» Written request: Rewrite the entries below as a numbered list with no blank lines, and leave the pictures out.

» Supplied entries:

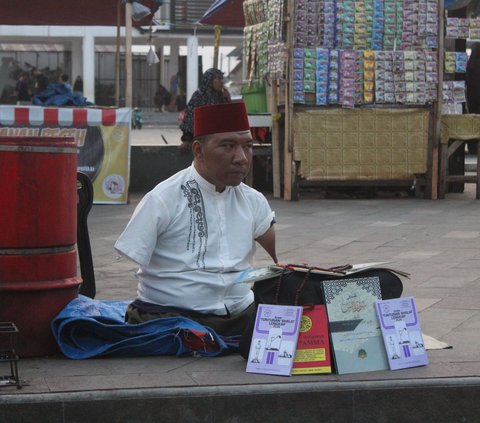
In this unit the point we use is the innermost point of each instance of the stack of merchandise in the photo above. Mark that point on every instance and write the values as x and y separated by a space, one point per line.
378 51
454 92
455 62
474 30
457 28
264 47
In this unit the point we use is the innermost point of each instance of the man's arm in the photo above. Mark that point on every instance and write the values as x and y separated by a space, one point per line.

» Solution to the exercise:
1. In this unit the point we use is the innermost point of each instance of the stack of merchandise in the photo above. Mark that point on every instance and write the values as x and y separated by a space, one point per line.
2. 378 51
3. 454 92
4. 455 62
5. 474 30
6. 457 28
7. 264 47
8. In this unit the point we use is the innermost point of each instance of the man's arm in the photo above. Mark that point on every instance and write the values as x and y separated by a space, one point per line.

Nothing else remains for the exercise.